## ТЕКСТ ДЛЯ РАЗБОРА
--------------------
Не стоит преувеличивать социальной впечатлительности четырнадцатилетнего гимназиста. Совсем другие впечатления занимали его равным образом. «Все три ночи я простоял на площадке, не уснув ни минуты. В дороге познакомился, помнишь, с той барышней, которая прощалась с прапорщиком в Варшаве. Замечательная барышня… Теперь она живет пока что в Смоленске. Узнай, пожалуйста, если тебе не трудно, есть ли сообщение между Москвой и Смоленском… Я ей хочу написать. Она кончила гимназию, идет на драматические курсы. Она очень похожа на тебя… Жаль, что таких барышень встречаешь только мельком…» Познакомиться поближе с «замечательной барышней» летом 1914 года, разумеется, не удалось. С того самого лета и в Нижнем и во всей российской империи жизнь изменилась решительно и навсегда.
Всех, кого можно, брали на войну. С пристани день и ночь доносился стон и вой — провожали новобранцев. Дом деда, где уныло постукивал счетами отец, стал совсем чужим. Казенное учебное заведение предстало символом рабства и предметом нескрываемой ненависти. «Формула моего воспитания была примерно такова: можешь сложиться во что угодно, лишь бы только ты получил высшее образование». А человек не желал складываться «во что угодно». Он дрался за себя, как за свободную личность, пусть еще весьма туманно представляя себе эту свободу.
«Дорогая мамочка! — сын пытался утихомирить материнские нервы. — Спешу выяснить тебе мое положение в институте. Вероятно, скоро ты получишь из института бумагу, где тебя могут опять вызвать „для объяснения“. Последнее время я опять не ходил в институт… Мне кажется, что ходить в институт, ничего ровно не зная, бесполезно…»
Ходить в институт он не желал.
Зато, навещая маму в Москве, он постоянно ходил в Художественный театр.
«Сначала я ничего не мог понять: на сцене цветут белые вишневые деревья, поют птицы, и не актеры, а настоящие люди тихо о чем-то говорят друг с другом. Потом приезжают женщины, и одна из них — точь-точь моя мама, когда я видел ее в Варшаве: такое же элегантное и очаровательное, беспечное существо… Когда Раневская получает из Парижа телеграмму и рвет ее в мелкие клочки, я невольно сжимаю руку мамы (в сущности, очень одинокой сестры милосердия в сером платье), давая ей понять, что я ее не осуждаю никогда.
--------------------
## ХРАНИМЫЕ ДАННЫЕ
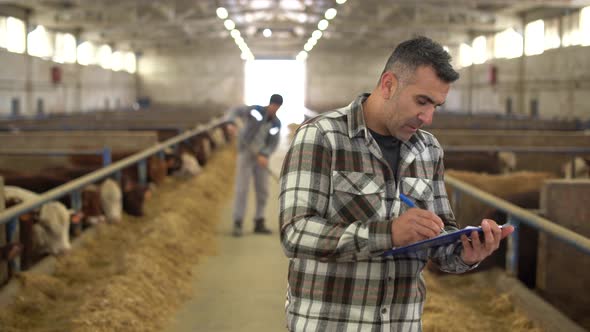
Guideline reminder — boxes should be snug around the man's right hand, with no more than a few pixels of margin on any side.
[391,208,444,247]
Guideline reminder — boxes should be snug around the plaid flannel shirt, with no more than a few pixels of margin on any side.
[280,94,470,332]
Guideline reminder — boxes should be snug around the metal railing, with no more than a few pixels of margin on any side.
[445,175,590,275]
[444,145,590,155]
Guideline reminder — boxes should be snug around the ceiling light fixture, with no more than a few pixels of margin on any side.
[318,20,330,31]
[295,0,346,61]
[324,8,338,20]
[223,19,236,31]
[216,7,255,61]
[216,7,229,20]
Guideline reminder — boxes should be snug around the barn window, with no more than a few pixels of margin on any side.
[524,20,545,55]
[27,25,53,58]
[6,17,27,53]
[110,51,123,71]
[494,28,522,59]
[123,52,137,74]
[472,36,488,64]
[580,6,590,46]
[97,45,113,69]
[53,32,76,63]
[78,41,96,66]
[545,18,561,50]
[0,16,8,48]
[10,97,20,117]
[562,12,582,47]
[459,43,473,67]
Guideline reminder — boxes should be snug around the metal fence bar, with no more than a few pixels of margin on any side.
[0,149,103,156]
[0,119,228,225]
[445,175,590,254]
[444,145,590,155]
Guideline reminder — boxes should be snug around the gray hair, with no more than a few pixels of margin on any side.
[381,36,459,84]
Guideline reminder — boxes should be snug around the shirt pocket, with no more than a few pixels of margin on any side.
[332,171,385,224]
[400,177,434,207]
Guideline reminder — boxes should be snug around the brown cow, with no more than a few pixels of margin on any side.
[430,170,556,287]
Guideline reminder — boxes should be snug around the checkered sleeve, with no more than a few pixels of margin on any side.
[279,123,392,262]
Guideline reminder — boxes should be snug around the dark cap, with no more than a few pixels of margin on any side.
[269,94,283,105]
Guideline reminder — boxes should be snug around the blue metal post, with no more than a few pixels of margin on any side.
[102,146,113,167]
[70,190,82,235]
[506,214,520,276]
[452,190,461,215]
[137,159,147,186]
[6,218,20,274]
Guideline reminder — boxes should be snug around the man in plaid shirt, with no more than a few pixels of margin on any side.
[280,37,513,332]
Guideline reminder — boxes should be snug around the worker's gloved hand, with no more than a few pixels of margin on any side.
[391,208,444,247]
[256,154,268,168]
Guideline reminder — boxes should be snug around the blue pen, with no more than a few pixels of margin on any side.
[399,193,447,234]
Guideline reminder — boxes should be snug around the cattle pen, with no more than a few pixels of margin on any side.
[0,0,590,332]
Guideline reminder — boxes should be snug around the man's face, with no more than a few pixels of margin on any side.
[383,66,451,141]
[266,104,281,116]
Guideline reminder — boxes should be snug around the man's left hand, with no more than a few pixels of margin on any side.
[256,154,268,168]
[461,219,514,265]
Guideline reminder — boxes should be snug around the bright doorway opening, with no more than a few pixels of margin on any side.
[244,60,305,127]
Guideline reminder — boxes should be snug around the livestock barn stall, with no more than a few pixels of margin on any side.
[0,0,590,332]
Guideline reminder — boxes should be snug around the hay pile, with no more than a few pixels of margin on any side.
[423,270,542,332]
[0,148,235,331]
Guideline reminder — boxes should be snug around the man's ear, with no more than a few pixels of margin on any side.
[379,71,398,100]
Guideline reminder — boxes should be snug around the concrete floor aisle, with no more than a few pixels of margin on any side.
[166,137,289,332]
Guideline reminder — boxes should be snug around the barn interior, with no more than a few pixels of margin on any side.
[0,0,590,332]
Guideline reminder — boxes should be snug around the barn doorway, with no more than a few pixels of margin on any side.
[244,60,305,126]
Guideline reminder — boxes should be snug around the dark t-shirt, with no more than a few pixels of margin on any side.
[369,129,401,180]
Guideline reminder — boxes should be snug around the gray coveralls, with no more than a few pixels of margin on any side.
[230,105,281,224]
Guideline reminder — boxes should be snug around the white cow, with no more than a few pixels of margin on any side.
[210,127,226,148]
[561,157,590,179]
[100,179,123,223]
[174,152,201,177]
[4,186,71,255]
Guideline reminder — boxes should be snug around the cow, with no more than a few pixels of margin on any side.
[561,157,590,179]
[4,186,71,256]
[68,151,167,184]
[100,179,123,223]
[209,126,227,149]
[172,152,201,177]
[440,170,557,287]
[185,132,212,166]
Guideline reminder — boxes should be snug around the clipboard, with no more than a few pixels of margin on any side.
[382,225,503,256]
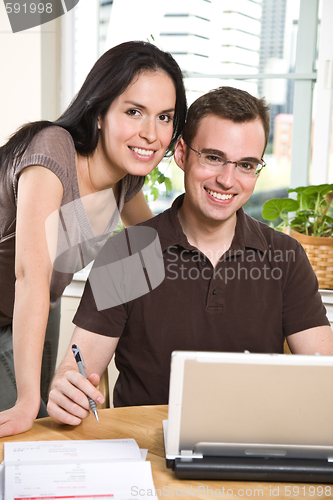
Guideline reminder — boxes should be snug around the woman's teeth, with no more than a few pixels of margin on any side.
[131,148,154,156]
[207,189,233,200]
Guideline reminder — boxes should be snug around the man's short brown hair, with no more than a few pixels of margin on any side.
[183,87,270,153]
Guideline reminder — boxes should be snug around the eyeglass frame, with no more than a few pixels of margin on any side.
[185,143,267,176]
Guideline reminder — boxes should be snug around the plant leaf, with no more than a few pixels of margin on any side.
[262,198,299,220]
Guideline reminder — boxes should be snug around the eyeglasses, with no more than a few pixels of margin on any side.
[188,146,266,176]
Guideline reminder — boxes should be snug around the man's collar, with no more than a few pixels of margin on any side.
[157,193,268,254]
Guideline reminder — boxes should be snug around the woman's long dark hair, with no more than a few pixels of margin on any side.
[0,41,187,175]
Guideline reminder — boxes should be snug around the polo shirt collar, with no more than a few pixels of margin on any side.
[157,193,268,255]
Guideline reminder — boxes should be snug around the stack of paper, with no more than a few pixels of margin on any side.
[0,439,155,500]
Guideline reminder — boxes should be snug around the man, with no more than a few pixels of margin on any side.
[48,87,333,425]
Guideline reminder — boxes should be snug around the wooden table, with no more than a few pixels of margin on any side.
[0,406,333,500]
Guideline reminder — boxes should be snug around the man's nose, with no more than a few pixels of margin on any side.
[216,161,237,189]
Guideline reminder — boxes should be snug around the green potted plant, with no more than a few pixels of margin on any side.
[262,184,333,289]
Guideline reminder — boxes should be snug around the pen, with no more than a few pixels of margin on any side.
[72,344,99,422]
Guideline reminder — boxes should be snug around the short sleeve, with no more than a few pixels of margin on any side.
[13,126,76,196]
[73,279,128,338]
--------------------
## ЗАДАНИЕ 1
Ответьте по тексту для разбора:
(a) Сколько ночей, судя по письму, было проведено на площадке без сна?
(b) Откуда день и ночь доносился стон и вой, когда провожали новобранцев?
(c) Какая героиня спектакля получает из Парижа телеграмму и рвет ее?
## ЗАДАНИЕ 2
Верните из текста для разбора без изменений всё от слов «Всех, кого можно, брали» вниз до слов «себе эту свободу.» включительно.

## ОТВЕТ 1
(a) Все три ночи.
(b) С пристани.
(c) Раневская.

## ОТВЕТ 2
Всех, кого можно, брали на войну. С пристани день и ночь доносился стон и вой — провожали новобранцев. Дом деда, где уныло постукивал счетами отец, стал совсем чужим. Казенное учебное заведение предстало символом рабства и предметом нескрываемой ненависти. «Формула моего воспитания была примерно такова: можешь сложиться во что угодно, лишь бы только ты получил высшее образование». А человек не желал складываться «во что угодно». Он дрался за себя, как за свободную личность, пусть еще весьма туманно представляя себе эту свободу.